(Dataset extracts labeled with boxes)
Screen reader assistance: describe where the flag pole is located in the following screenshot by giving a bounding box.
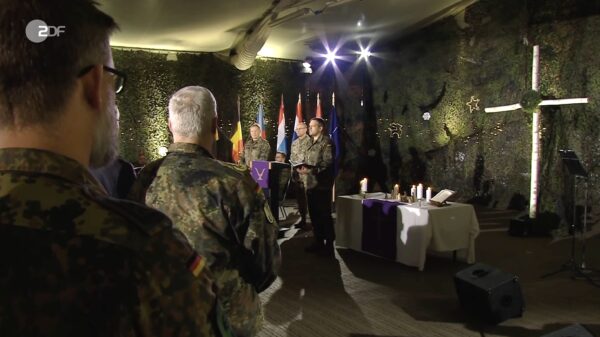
[329,92,337,202]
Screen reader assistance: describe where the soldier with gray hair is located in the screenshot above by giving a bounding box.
[0,0,229,337]
[131,86,280,336]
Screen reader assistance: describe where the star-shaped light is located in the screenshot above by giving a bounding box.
[388,122,402,139]
[467,96,479,113]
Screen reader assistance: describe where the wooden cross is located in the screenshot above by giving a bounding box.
[485,46,588,219]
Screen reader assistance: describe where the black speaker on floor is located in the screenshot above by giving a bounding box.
[454,263,525,324]
[542,324,594,337]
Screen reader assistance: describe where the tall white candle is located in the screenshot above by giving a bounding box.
[360,178,367,193]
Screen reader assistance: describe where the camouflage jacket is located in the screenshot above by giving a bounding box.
[240,138,271,166]
[132,143,280,336]
[290,135,311,163]
[0,149,227,336]
[304,134,334,189]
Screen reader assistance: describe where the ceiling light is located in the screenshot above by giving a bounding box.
[360,47,372,60]
[325,50,337,64]
[302,57,312,74]
[167,52,177,61]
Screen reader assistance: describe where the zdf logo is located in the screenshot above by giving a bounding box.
[25,19,66,43]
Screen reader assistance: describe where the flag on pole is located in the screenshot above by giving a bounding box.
[315,93,323,118]
[231,96,244,163]
[292,94,304,142]
[277,94,287,156]
[256,104,267,139]
[329,93,341,177]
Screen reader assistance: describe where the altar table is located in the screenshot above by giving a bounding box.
[335,193,479,270]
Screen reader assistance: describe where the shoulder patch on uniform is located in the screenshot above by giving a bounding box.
[221,162,248,172]
[188,253,206,277]
[263,202,275,223]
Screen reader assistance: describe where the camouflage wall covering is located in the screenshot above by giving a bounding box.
[371,0,600,215]
[113,49,305,162]
[114,0,600,219]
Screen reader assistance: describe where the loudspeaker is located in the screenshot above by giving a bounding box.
[542,324,594,337]
[454,263,525,324]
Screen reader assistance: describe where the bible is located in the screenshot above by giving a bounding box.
[290,160,314,169]
[429,189,456,207]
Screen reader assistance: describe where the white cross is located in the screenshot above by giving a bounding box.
[485,46,588,219]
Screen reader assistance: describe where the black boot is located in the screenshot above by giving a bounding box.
[304,240,325,254]
[317,240,335,257]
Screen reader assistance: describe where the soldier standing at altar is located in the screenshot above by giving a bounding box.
[290,122,311,228]
[297,117,335,256]
[240,124,271,167]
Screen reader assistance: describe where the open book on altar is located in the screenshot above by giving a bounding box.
[290,160,315,168]
[429,189,456,207]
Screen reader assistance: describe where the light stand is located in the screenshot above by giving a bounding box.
[542,150,600,287]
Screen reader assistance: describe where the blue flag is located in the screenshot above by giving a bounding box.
[329,105,341,177]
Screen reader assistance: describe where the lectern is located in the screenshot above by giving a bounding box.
[251,160,291,222]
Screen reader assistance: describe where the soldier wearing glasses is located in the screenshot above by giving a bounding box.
[297,118,335,257]
[0,0,229,336]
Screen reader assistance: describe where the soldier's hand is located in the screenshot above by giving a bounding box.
[298,166,308,174]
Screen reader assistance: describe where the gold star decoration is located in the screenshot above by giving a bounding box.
[467,96,479,113]
[388,122,402,139]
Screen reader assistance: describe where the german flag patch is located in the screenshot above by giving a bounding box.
[188,253,206,277]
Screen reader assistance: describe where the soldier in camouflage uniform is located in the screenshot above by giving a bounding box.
[240,124,271,167]
[0,0,228,337]
[290,122,311,228]
[131,87,280,336]
[297,118,335,256]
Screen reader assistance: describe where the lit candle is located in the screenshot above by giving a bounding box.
[360,178,367,193]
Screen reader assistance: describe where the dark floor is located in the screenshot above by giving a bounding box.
[259,206,600,337]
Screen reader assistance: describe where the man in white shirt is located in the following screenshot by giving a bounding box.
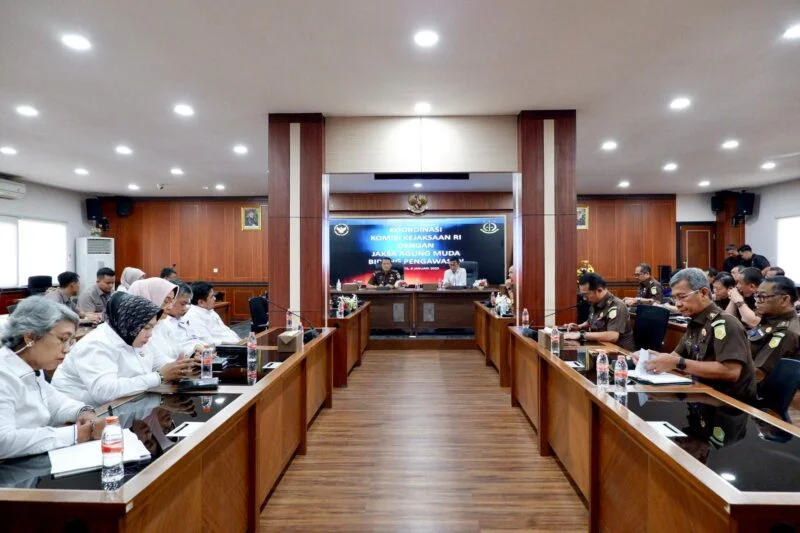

**Requirements:** Quote every line of the listing above word for word, but don't include the pictures in your answer.

**Solution to this exercise:**
Screen reader assistance: describe where the flag pole is located in the following screenshot by giving a bounding box.
[329,92,337,202]
Screen reader assistance: describe where the soldier with gray hair is located in the screenshot above by giving a bounding box.
[0,0,229,337]
[131,86,280,336]
Screen reader assistance: describe where the star-shaped light is located in the screenshot above by giving a bounding box.
[388,122,402,139]
[467,96,479,113]
Screen reader assistance: describe where the wooden cross is located in the screenshot above by giving a bounding box.
[485,46,588,219]
Screen reader assistance: describe where the black speaker on floor is located in the screenshot above by giving a bounding box.
[454,263,525,324]
[542,324,594,337]
Screen reader assistance: describe where the tall white candle is located in the screenshot above by giving a bounding box.
[360,178,367,193]
Screen reader assistance: describe where the camouflage jacket is located in the screenshot above by giving a bounding box.
[240,138,271,166]
[132,143,280,336]
[290,135,311,163]
[0,149,227,336]
[304,134,334,189]
Screen reader assistance: describe where the ceiling light is located in the screenshot above by giving a bounding box.
[360,47,372,60]
[325,50,337,64]
[302,57,312,74]
[167,52,177,61]
Screen reader assistance: describe where the zdf logo is located in the screenshot above by giving a bounding box.
[25,19,66,43]
Screen reader assistance: describe where the flag on pole is located in the screenshot above by giving a bounding box.
[315,93,323,118]
[231,96,244,163]
[292,94,304,142]
[277,94,287,156]
[256,104,267,139]
[329,93,341,177]
Screen reader assistance: describe where the altar table is located in the screenshot above by giving a bounding box.
[335,193,479,270]
Screen reader assistance: describe where the shoulder patch on uniform is located in the screenshot above by giving a bounding box.
[221,162,248,172]
[188,253,206,277]
[263,202,275,223]
Screen reader assistance: describe where the camouflage wall covering is located in the screenshot above by giving a bounding box.
[371,0,600,215]
[113,49,305,162]
[114,0,600,219]
Screen reader assistance: describe where the loudspeaker is located in the screenshot above by giving a bounding box.
[542,324,594,337]
[454,263,525,324]
Screen reader assistance: describe where the bible is located in the screenshot above by giving a bounding box.
[290,160,314,169]
[429,189,456,207]
Screen reader assistance: describe where the white cross is located in the screenshot above by giving a bounding box.
[485,46,588,219]
Screen reader assistance: describe where the black boot is located in the screenshot above by giving a bounding box.
[304,240,325,254]
[317,240,335,257]
Screen reader assistance: describe where the soldier standing at altar is located in the screenshot above by giving a bounding box.
[290,122,311,228]
[297,117,335,256]
[240,124,271,167]
Screen reader assistance: describe where the open book on altar is located in the screenshot above by giving a bounding box.
[290,160,315,168]
[429,189,456,207]
Screen reader assistance: describe where the light stand is located in the screenshot above by giving a bounding box.
[542,150,600,287]
Screen reader assistance: describe where the blue flag is located in the screenshot above by giving a bounding box.
[329,105,341,177]
Screen reader assistance: describe where the lectern is located in the screenshot above by giving a bounding box.
[251,160,291,222]
Screen reader assistance: describe where the soldier wearing glasses is located in the screenshot above by giving a bounding box.
[297,118,335,257]
[0,0,229,336]
Screen reader assistance: describe where the soldier's hand is located in the screenshot above by giving a bounding box.
[298,166,308,174]
Screen reader assistance: describe where the gold star decoration is located in the screenshot above by giving a bounding box.
[467,96,479,113]
[388,122,402,139]
Screen reader assistance: describe where the german flag patch is located in the screenshot above by giving a bounding box.
[188,253,206,277]
Screen reader assistance: describe where the soldier in camouflage uniform is located in the screenshot above by giving a bounding box.
[240,124,271,167]
[0,0,228,337]
[290,122,311,228]
[131,87,280,336]
[297,118,335,256]
Screen reader assistance: describe where the lit candle is located in the screenshot above by giving a bounding box.
[360,178,367,193]
Screen reader assistance: describe where the dark floor is located in the screenshot above by giving a bounding box.
[259,206,600,337]
Screen reader assistance: describe where the man in white shirt is located in the following screenshot by giving a bounding box.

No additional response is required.